◆ DOCUMENT:
============================================================
After thinking this through, the only scenario I can think of where the
2LC would be subject to a repeated read is after a session cache
eviction (i.e. via Session.clear() or Session.evict(...)). Without
REPEATABLE_READ isolation on the 2LC, any subsequent request withing the
same transaction for an evicted entity could return an updated value, if
the cache was updated by a concurrent request.
Paul
On Thu, 2008-07-17 at 12:59 -0500, Brian Stansberry wrote:
Can anyone see a reason to use REPEATABLE_READ as the JBoss Cache
isolation level in the 2nd level cache use case? I'm not seeing one, and
it certainly hurts performance by forcing cache writes to block waiting
for an earlier tx that did a read to commit.
There are 4 types of data cached:
1) Entities
If an entity is read from the 2LC, for the life of the tx it will be
cached in the Session, so AIUI there should be no second read during the
tx. So no benefit to RR.
2) Collections
Same as entities.
============================================================
[Photo object pointing records]
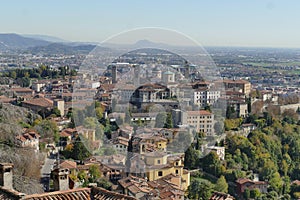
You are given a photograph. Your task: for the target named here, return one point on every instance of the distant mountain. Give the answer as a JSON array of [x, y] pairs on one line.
[[46, 38], [140, 44], [59, 48], [13, 41]]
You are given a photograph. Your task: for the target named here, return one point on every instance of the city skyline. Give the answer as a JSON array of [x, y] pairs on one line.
[[231, 23]]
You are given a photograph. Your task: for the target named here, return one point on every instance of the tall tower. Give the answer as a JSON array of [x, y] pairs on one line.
[[137, 74], [6, 175], [60, 179], [114, 74], [60, 105]]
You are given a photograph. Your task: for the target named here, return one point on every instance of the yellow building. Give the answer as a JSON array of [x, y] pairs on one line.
[[160, 164]]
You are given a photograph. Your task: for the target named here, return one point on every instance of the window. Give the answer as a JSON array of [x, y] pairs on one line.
[[160, 173]]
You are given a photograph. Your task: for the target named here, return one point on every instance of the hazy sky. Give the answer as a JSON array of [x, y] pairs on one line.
[[210, 22]]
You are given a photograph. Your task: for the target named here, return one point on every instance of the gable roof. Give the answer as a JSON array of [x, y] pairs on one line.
[[75, 194]]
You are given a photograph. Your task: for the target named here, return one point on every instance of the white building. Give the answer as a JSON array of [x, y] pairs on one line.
[[202, 120], [203, 96]]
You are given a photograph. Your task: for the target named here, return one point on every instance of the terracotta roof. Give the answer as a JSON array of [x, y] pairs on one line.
[[199, 112], [221, 196], [8, 194], [68, 164], [42, 102], [21, 90], [102, 194], [75, 194]]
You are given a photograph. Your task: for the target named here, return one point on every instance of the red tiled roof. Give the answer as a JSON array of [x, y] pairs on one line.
[[68, 164], [199, 112], [75, 194], [42, 102]]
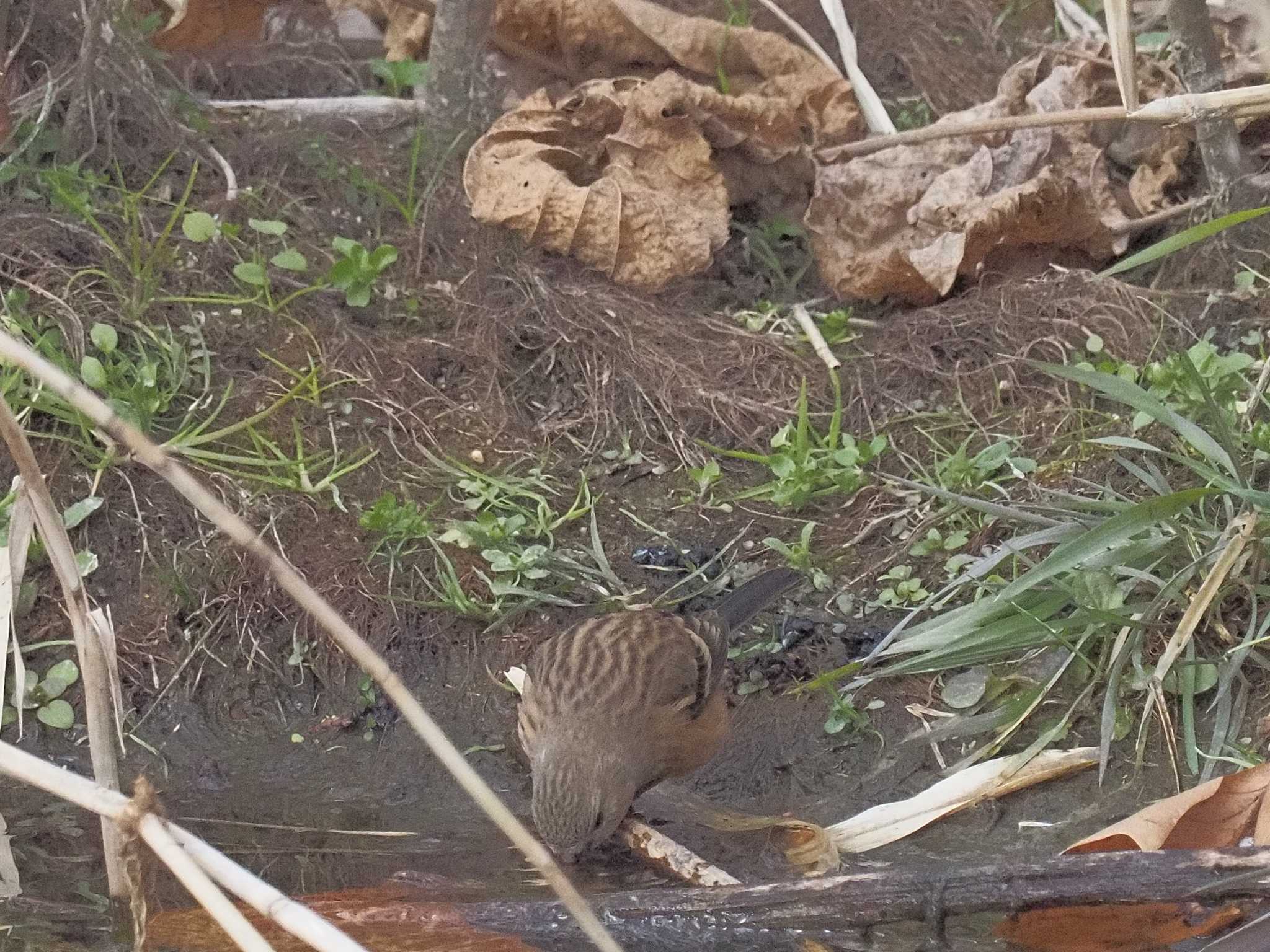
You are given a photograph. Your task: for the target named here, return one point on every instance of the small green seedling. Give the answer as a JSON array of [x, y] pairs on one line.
[[402, 527], [843, 715], [905, 589], [45, 696], [358, 270], [806, 465], [399, 75], [798, 555]]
============================================================
◆ WRITTEN REQUEST:
Resume the email thread on JBoss Cache isolation levels for the second-level cache, picking up right after the line "Same as entities."

◆ EXERCISE ANSWER:
3) Queries
If an application executes a query twice in the same tx, I wouldn't
think they'd expect the same result. In any case, if an update to the
query cache is blocking waiting for a tx that previously read the query
result to release, the existence of the update that means the
underlying entities and their timestamps have changed. So a repeated
read of the cached query will just result in it being discarded as out
of date anyway.
4) Timestamps
Here you don't want an RR semantic. You always want to get the most
up-to-date data.
Anyone see any holes in my thinking?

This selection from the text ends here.